### SOURCE DATA
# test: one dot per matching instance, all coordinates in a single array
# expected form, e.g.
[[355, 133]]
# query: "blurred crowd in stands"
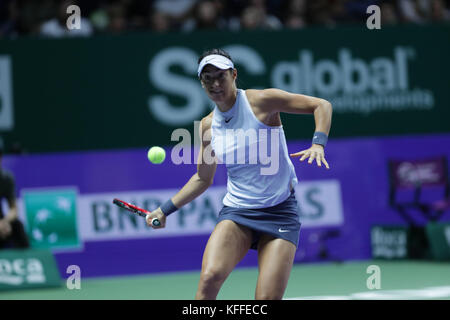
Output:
[[48, 17]]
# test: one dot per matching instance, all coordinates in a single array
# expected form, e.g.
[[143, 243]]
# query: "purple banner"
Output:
[[361, 167]]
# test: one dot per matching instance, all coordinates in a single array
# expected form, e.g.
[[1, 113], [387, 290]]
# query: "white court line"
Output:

### TASK DIRECTIONS
Repeat, line for line and exactly, the material from its first line through the line that contains "[[1, 113], [387, 290]]", both ends included; no pictures belong in the copy.

### RESPONSE BOX
# test: one dot per matching instance, all coordinates in a single array
# expected form, e.g.
[[355, 133]]
# query: "blurred crowd in stands"
Output:
[[48, 17]]
# test: one dot per matching instance, all coordinates in a single array
# expected form, e.g.
[[143, 243]]
# query: "purple banner"
Output:
[[361, 167]]
# test: one dot per matching instance, all coordinates in a single array
# expected form, e.g.
[[1, 113], [387, 290]]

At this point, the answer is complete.